EXTRACT PROVIDED =
•••

In solving the problems of peasant land shortage and agrarian overcrowding, the resettlement policy in Siberia became more active. All those who wished to move to new places were allocated money; land was sold to peasants in installments through the Peasant Bank, whihc sold 15 million state and landed estates. This, in turn, solved the problem of small farmsteads for the peasants.

Resettlers received benefits: they were exempted from paying taxes for five years, they were granted cash allowances in the amount of 200 rubles per family, and men were exempted from military service. By 1914, over 3 million people had moved to new lands. Most were landless or mostly-landless peasants. Approximately 500,000 people later returned, of which many replenished the population of Siberian cities. Only a small number of peasants became rural masters in their new land. Resettlement ultimately became the least effective component of reform.

Overall, the peasantry in Russia began to make substantial gains as a result of the reforms. The area of cultivated land grew, and agricultural cooperation developed, particularly in Siberia. From Siberia over 90% of Russian oil exports were produced. Grain exports also increased: in 1913, Russia accounted for 25% of grain exports worldwide, bolstered by growth in world market prices for grain, which in turn significantly improved the marketability of the peasant economy. New systems of agriculture and agricultural crops were introduced, and purchases of agricultural machinery and mineral fertilizers by peasants also increased.

The reform was also relatively successful in sociopolitical terms. The number of communal farms decreased from 135,000 to 110,000. Taking into consideration the western provinces and Siberia, where communal farms did not exist, the majority of Russian peasants actually existed outside communal farms by 1917. Even so, in the central regions of Russia, the dissolution of communal farms went almost totally unobserved: communal traditions were strongest in these areas, and the low standard of living did not inspire a desire for change.

At the first stage of the reform in 1907-09, when plots were consolidated into ownership the number of peasant uprisings grew, but after coercion was renounced and some early economic successes began to appear, disturbances rapidly quieted, ceasing almost entirely by 1913. Regardless, the landed estates remained inviolable, and the peasantry still opposed landlords and the political system that came to their defense.

Stolypin mentioned many times in the State Duma the need for new laws on a variety of labor questions, and insisted on their adoption. After his death - Stolypin was killed on the 1st of September 1911 by revolutionary D. Bogrov - the new Prime Minister V.N. Kokovtsev also raised the issue of working legislation. Only in 1912, under conditions of a new upsurge in the social movement, were bills adopted on sickness funds, and on state insurance for workers. By 1917, more than 2200 such funds had been created, insuring more than 1.7 million workers. Over the same period the number of workers' strikes decreased almost twofold (from 1400 in 1907 to 790 in 1909). New workers' unions appeared, and workers gradually mastered new forms of protest: organized appeals to factory inspections and judicial bodies.

•••

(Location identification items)

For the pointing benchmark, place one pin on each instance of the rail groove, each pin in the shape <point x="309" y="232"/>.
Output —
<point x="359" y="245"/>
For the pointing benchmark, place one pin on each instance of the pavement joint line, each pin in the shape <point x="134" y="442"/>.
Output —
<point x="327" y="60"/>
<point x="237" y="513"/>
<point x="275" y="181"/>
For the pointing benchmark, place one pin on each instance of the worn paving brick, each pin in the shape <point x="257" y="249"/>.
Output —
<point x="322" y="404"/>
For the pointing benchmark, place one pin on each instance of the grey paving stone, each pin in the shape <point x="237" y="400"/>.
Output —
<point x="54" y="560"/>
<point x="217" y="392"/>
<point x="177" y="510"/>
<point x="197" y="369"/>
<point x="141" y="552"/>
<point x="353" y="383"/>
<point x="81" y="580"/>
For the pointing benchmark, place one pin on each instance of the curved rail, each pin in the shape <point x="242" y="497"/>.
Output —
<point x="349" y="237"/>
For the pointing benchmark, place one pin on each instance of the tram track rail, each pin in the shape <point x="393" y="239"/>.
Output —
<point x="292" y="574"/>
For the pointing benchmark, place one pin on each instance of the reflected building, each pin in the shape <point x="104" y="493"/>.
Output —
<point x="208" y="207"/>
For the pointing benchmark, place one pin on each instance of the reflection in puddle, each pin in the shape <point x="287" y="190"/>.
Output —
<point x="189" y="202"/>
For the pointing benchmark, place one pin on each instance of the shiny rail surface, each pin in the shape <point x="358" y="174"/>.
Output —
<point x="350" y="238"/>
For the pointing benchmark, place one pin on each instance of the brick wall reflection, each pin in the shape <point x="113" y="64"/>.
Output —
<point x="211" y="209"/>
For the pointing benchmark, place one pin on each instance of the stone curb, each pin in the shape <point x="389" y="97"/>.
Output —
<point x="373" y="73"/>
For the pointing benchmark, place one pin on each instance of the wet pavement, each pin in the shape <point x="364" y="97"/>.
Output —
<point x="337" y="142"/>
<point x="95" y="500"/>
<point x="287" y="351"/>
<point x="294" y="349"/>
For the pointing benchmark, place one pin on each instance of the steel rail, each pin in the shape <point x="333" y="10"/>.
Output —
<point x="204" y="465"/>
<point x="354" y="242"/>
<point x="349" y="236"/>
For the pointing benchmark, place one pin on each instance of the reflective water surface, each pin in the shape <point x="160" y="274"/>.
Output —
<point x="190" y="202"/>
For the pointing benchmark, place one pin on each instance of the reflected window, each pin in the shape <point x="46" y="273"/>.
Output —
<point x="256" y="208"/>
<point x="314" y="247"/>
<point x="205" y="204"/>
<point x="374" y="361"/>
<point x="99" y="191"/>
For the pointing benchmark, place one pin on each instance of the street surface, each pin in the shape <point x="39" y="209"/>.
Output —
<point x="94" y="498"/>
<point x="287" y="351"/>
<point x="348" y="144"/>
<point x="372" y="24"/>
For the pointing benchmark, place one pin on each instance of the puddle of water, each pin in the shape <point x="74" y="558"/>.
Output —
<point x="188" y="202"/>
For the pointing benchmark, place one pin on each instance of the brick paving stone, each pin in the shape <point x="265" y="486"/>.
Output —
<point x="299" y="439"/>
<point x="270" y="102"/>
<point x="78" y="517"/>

•••

WRITTEN TASK 1 = In the passage on the Stolypin reforms, transcribe the part that opens with the words "In solving the" and closes with "for the peasants.".
WRITTEN TASK 2 = Write the next part of the passage on the Stolypin reforms, picking up after its final sentence.
The lines are separate material and have no connection to the passage on the Stolypin reforms.

TASK OUTPUT 1 =
In solving the problems of peasant land shortage and agrarian overcrowding, the resettlement policy in Siberia became more active. All those who wished to move to new places were allocated money; land was sold to peasants in installments through the Peasant Bank, whihc sold 15 million state and landed estates. This, in turn, solved the problem of small farmsteads for the peasants.

TASK OUTPUT 2 =
By 1914, the stike movement had again intensified and acquired a largely political character. Only after Russia entered the first World War did the acute nature of the day's social tensions begin to subside, if only briefly.

9.4. External politics. Russia's role in World War I.

One key result of Russian foreign policy at the turn of the 19th-20th century was its alliance with France and England. In 1892, a Russo-French agreement was concluded under which Russia pledged its allegiance to France in case of a Franco-German war.

In August 1907, an agreement was signed with England on the delimitation of spheres of influence in Central Asia - in Afghanistan and in Persia. This 1907 Convention brought to an end the century-long Anglo-Russian confrontation, and laid a foundation for the future "threefold alliance" of France, Russia, and England.

In response to the Anglo-Russian agreement, Germany supported the aggressive policy of Austria-Hungary in the Balkans. It also strengthened military cooperation with Turkey, who maintained a distinctly anti-Russian stance.

Under these alliances, two hostile military-political blocs emerged in Europe: the quadruple alliance of Germany, Austria-Hungary, Turkey, and Bulgaria; and that of the Entente, which united England, Russia, and France. Russia herself signed a final naval convention with England in 1913, completing the formation of the Entente as a military alliance.

The struggle for redistribution of the colonies began shortly thereafter. This ultimately was the driving force that led to the first World War. Germany planned, with the help of a lightning war (blitzkrieg) to defeat France and, with the support of Austria-Hungary, to join forces into a struggle with Russia.

The occasion that ultimately set off the war was the murder of Archduke Franz Ferdinand, heir to the Austrian emperor, in the Bosnian capital of Sarajevo on the 15th (28th) of June 1914. Austria, blaming the murder on a Serbian nationalist organization, bombarded the Serbian capital of Belgrade exactly one month later.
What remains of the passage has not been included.